Could you restate the entries below word for word and leave the images out?
========
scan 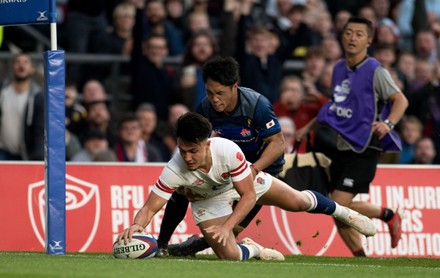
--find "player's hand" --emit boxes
[117,223,144,245]
[372,121,391,140]
[204,225,230,246]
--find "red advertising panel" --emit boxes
[0,163,439,257]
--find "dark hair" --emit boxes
[343,16,374,37]
[176,112,211,144]
[202,56,239,86]
[117,113,139,130]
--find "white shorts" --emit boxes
[190,172,273,224]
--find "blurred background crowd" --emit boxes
[0,0,438,165]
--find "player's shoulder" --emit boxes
[209,137,240,154]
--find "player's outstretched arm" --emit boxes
[117,191,168,244]
[205,174,256,246]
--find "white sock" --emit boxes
[332,203,349,219]
[303,190,317,211]
[237,244,260,260]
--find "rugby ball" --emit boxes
[113,232,158,259]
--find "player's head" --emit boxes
[202,56,239,86]
[202,56,240,113]
[341,16,373,55]
[176,112,212,170]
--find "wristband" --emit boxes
[250,164,260,174]
[384,119,395,130]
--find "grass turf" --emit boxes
[0,252,439,278]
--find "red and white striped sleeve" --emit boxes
[224,140,251,182]
[152,178,175,200]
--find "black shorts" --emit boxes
[328,148,380,194]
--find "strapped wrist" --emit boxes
[384,119,395,130]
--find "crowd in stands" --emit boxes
[0,0,439,165]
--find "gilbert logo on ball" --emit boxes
[113,233,158,259]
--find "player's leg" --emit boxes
[198,216,252,260]
[349,200,402,248]
[256,175,376,237]
[330,189,366,256]
[156,191,189,256]
[197,216,284,261]
[190,193,283,260]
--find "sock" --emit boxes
[353,248,367,257]
[303,190,336,215]
[237,244,259,261]
[157,192,189,248]
[190,237,210,253]
[381,208,394,222]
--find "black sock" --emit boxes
[157,192,189,248]
[381,208,394,222]
[191,238,210,253]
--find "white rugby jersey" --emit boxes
[152,137,251,201]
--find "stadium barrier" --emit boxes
[0,162,439,258]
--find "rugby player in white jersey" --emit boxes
[117,112,376,260]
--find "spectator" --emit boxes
[142,0,184,56]
[414,30,438,64]
[236,1,284,103]
[279,4,313,60]
[185,11,211,41]
[71,130,109,162]
[0,53,44,160]
[320,36,342,64]
[81,79,108,107]
[413,137,437,164]
[266,0,296,33]
[316,62,335,97]
[301,46,326,95]
[374,21,400,48]
[165,0,186,35]
[93,149,118,162]
[131,6,179,120]
[158,103,190,157]
[279,116,296,153]
[136,103,171,161]
[406,72,440,164]
[396,51,417,92]
[333,10,352,38]
[273,75,328,153]
[66,127,82,161]
[179,30,218,110]
[369,0,391,22]
[88,2,136,81]
[79,100,117,148]
[399,115,424,164]
[273,75,327,130]
[65,81,87,136]
[115,113,163,162]
[310,10,334,45]
[64,0,108,86]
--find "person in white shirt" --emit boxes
[117,112,376,261]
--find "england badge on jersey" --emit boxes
[266,119,275,129]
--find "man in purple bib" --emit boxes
[296,17,408,256]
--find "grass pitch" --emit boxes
[0,252,439,278]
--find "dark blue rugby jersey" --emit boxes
[196,86,284,175]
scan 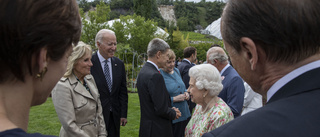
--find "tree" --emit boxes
[80,1,111,50]
[78,0,91,12]
[177,17,188,31]
[168,27,189,58]
[110,14,159,54]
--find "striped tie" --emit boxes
[104,60,112,92]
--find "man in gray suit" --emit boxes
[137,38,181,137]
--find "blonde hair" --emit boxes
[64,41,92,77]
[167,49,176,60]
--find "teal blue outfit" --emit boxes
[160,68,191,124]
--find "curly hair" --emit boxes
[189,64,223,97]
========
• _YOUR SOLUTION_:
scan 
--find "player's hand" --emit boxes
[117,223,144,245]
[372,121,391,140]
[204,225,230,246]
--find "red advertising panel" --emit boxes
[0,163,439,257]
--find "dark hair" --emit boxes
[343,16,374,37]
[176,112,211,144]
[202,56,239,86]
[117,113,139,130]
--find "white shorts" --emit boxes
[190,172,273,224]
--find "blurred background crowd" --emit boxes
[0,0,438,165]
--find "player's shoulder" --emit boxes
[209,137,240,154]
--find "player's outstretched arm" --emit boxes
[117,191,168,244]
[205,174,256,246]
--find "white sock" --emit boxes
[332,203,349,219]
[303,190,317,211]
[237,244,260,260]
--find "rugby ball" --emit boxes
[113,232,158,259]
--find "player's head" --emit boxes
[202,56,239,86]
[202,56,240,113]
[341,16,373,55]
[176,112,212,170]
--find "wristband" --emit boxes
[250,164,260,174]
[384,119,395,130]
--find "grass turf" --emit boxes
[0,252,439,278]
--find "red and white striped sleeve" --emit boxes
[224,140,251,182]
[152,178,175,200]
--find "black shorts" --emit boxes
[328,148,380,194]
--find "strapped wrist" --emit boxes
[384,119,395,130]
--find "crowd in stands" --emit boxes
[0,0,439,165]
--find "gilbert logo on ball" --emit boxes
[113,233,158,259]
--find "player's leg" --emit boxes
[198,216,252,260]
[349,200,402,248]
[256,175,376,237]
[330,189,366,256]
[156,191,189,256]
[197,216,284,261]
[190,193,283,260]
--find "sock" --emit boxes
[353,248,367,257]
[303,190,336,215]
[237,244,259,261]
[157,192,189,248]
[190,237,210,253]
[381,208,394,222]
--find "black sock" --emit boxes
[157,192,189,248]
[381,208,394,222]
[191,238,210,253]
--find "white rugby jersey" --emit boxes
[152,137,251,201]
--find "stadium barrier" --emit boxes
[0,162,439,258]
--find "rugby player in white jersey" --emit boxes
[117,112,376,260]
--find "spectator" --emit boxes
[142,0,184,56]
[414,30,438,64]
[236,1,284,103]
[279,4,313,60]
[185,11,211,41]
[71,130,109,162]
[0,53,44,160]
[320,36,342,64]
[81,79,108,107]
[413,137,437,164]
[266,0,296,33]
[316,62,335,97]
[301,46,326,95]
[374,21,400,48]
[165,0,186,35]
[93,149,118,162]
[131,6,179,120]
[158,103,190,157]
[279,116,296,153]
[136,103,171,161]
[406,72,440,164]
[396,51,417,92]
[333,10,352,38]
[273,75,328,153]
[66,127,82,161]
[179,30,218,110]
[369,0,391,22]
[88,2,136,81]
[79,100,117,148]
[399,115,424,164]
[273,75,327,130]
[65,81,87,136]
[115,113,163,162]
[310,10,334,45]
[64,0,108,86]
--find "person in white shirt" --emit boxes
[117,112,376,261]
--find "england badge on jersey" --emit boxes
[266,119,275,129]
--find "man in purple bib" --emit boxes
[296,17,408,256]
--find "grass pitch" --emit boxes
[0,252,439,278]
--find "dark blue rugby jersey" --emit boxes
[196,86,284,175]
scan 
--find "tree" --emit boxes
[80,1,111,50]
[78,0,91,12]
[177,17,188,31]
[168,27,189,58]
[110,14,159,54]
--find "striped tie" --emit boxes
[104,60,112,92]
--find "man in gray suit" --emit boxes
[137,38,181,137]
--find "blonde hair" --emit boxes
[64,41,92,77]
[167,49,176,60]
--find "teal blue outfit" --emit boxes
[160,68,191,124]
--find "curly hair" --emit boxes
[189,64,223,97]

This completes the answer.